#### REQUIREMENT 1:
Reproduce every line of the point labeling records below, requests included, multiplying each x and y coordinate in the answers by 0.6 and rounding to whole numbers, with halves rounded up.

#### DOCUMENT TEXT:
On May 13,1957, pursuant to conversations and an understanding about the matter, Curry appeared at the office of one Mike Taylor, the accountant for the firm, at which time he signed the dissolution agreement in question. On several occasions thereafter (and which will be mentioned later) Curry also executed other instruments in the furtherance of the dissolution.

On September 17, 1957, Curry filed this action to rescind the dissolution agreement and for an accounting. Briefly, his petition alleged that in May, 1957, he was ill, intoxicated and under the influence of sedatives to such an extent that he was in no mental or physical condition to transact business, which fact was well known to the other three defendant partners; that a fiduciary relationship existed between him and Edgar and the other partners, and that in the execution of the dissolution agreement he was overreached and defrauded.

Defendants joined issue with an answer containing specific denials of the wrongdoings alleged in the petition.

Following a full hearing, at which considerable oral evidence and numerous exhibits were introduced, the trial court rendered judgment holding the dissolution agreement to be null and void, and ordered an accounting of the assets and profits of the partnership.

#### REQUIREMENT 2:
Carry on with the account of Curry's suit over the partnership dissolution agreement, starting after its last sentence.

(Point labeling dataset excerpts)
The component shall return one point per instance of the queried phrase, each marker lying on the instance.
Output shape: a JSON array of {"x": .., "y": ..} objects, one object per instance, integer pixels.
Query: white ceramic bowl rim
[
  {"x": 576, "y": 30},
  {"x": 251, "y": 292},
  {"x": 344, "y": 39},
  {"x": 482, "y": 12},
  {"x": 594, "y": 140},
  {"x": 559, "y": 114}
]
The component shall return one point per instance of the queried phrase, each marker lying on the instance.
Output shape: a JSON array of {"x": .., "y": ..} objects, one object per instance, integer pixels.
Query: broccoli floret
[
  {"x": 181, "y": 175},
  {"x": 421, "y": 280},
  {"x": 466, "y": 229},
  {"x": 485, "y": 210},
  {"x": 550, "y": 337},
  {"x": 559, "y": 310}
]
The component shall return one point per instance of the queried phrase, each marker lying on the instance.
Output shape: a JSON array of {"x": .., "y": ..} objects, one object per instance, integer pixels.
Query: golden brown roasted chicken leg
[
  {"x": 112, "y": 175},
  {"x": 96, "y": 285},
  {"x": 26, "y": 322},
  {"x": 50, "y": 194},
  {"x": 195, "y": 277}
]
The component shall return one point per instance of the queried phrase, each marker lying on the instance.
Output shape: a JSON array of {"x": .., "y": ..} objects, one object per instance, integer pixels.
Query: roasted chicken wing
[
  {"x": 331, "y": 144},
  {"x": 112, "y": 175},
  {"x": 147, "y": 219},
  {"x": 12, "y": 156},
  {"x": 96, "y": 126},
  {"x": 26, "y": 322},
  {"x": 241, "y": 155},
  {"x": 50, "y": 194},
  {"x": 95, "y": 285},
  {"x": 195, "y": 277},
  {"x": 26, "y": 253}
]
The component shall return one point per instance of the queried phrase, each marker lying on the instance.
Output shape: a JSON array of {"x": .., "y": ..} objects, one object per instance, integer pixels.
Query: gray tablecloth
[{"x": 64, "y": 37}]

#### EXPECTED ANSWER 1:
The component shall return one point per instance of the queried phrase, each marker lying on the instance.
Output shape: a JSON array of {"x": .., "y": ..} objects, one object per instance, integer pixels.
Query: white ceramic bowl rim
[
  {"x": 346, "y": 18},
  {"x": 151, "y": 175},
  {"x": 206, "y": 23},
  {"x": 289, "y": 7},
  {"x": 356, "y": 84},
  {"x": 335, "y": 68}
]
The component shall return one point per instance of the queried phrase, each marker lying on the instance.
Output shape: a JSON array of {"x": .., "y": ..} objects, one object per instance, integer pixels.
Query: broccoli floret
[
  {"x": 109, "y": 105},
  {"x": 253, "y": 168},
  {"x": 280, "y": 137},
  {"x": 291, "y": 126},
  {"x": 330, "y": 202},
  {"x": 335, "y": 186}
]
The component shall return one point per instance of the queried phrase, each marker lying on the instance.
Output shape: a JSON array of {"x": .., "y": ..} objects, one object per instance, integer pixels.
Query: golden brown roasted chicken leg
[
  {"x": 67, "y": 105},
  {"x": 58, "y": 171},
  {"x": 16, "y": 193},
  {"x": 30, "y": 116},
  {"x": 117, "y": 166}
]
The component shall return one point per instance of the queried phrase, each marker lying on the instance.
Output shape: a JSON array of {"x": .., "y": ..} objects, one object per instance, integer pixels.
Query: roasted chicken wing
[
  {"x": 199, "y": 86},
  {"x": 67, "y": 105},
  {"x": 88, "y": 131},
  {"x": 7, "y": 94},
  {"x": 58, "y": 76},
  {"x": 16, "y": 193},
  {"x": 145, "y": 93},
  {"x": 30, "y": 116},
  {"x": 57, "y": 171},
  {"x": 117, "y": 166},
  {"x": 16, "y": 152}
]
The component shall return one point per instance of the queried phrase, each marker lying on the instance.
Output shape: a JSON array of {"x": .., "y": ..} objects, one object per instance, integer pixels.
Query: gray tablecloth
[{"x": 38, "y": 22}]

#### EXPECTED ANSWER 2:
In rendering judgment the court made findings of fact and conclusions of law — which, however, for our purposes need not be set out in detail. Although they covered several phases of the case, it seems clear that they, and the judgment rendered thereon, were premised basically on the fact that:

“During the entire month of May, 1957, the plaintiff was mentally incompetent to exercise independent, normal judgment about the transaction of business affairs, or to understand their consequences.” (Finding No. 14.)

In their appeal defendants take sharp issue with many of the findings — and particularly with the one above quoted.

At the outset it should be stated that we approach this case with full recognition of the fundamental and universal rule to the effect that our province is to examine the record in the light most favorable to the prevailing party below, that we are not triers of fact, and that when findings of the trial court are supported by competent substantial evidence they are binding and conclusive on appeal.

The phrase “substantial evidence” — while perhaps incapable of *156 precise definition — has been variously defined as “evidence of substance which induces conviction,” and as “evidence affording a substantial basis of fact from which the fact in issue reasonably can be inferred.” It also has been said that testimony so completely contradictory that one part destroys the other is not “substantial evidence." (See Words and Phrases, Permanent Edition, Vol. 40.)

In Weimer v. Sauder Tank Co., 184 Kan. 422, 425, 337 P. 2d 672, it was said that the term “substantial evidence,” when applied by this court, means evidence possessing something of substance and relevant consequence, and which furnishes substantial basis of fact from which the issues tendered reasonably can be resolved. (See also In re Estate of Harris, 166 Kan. 368, 201 P. 2d 1062, and Barr v. Builders, Inc., 179 Kan. 617, 619, 296 P. 2d 1106.)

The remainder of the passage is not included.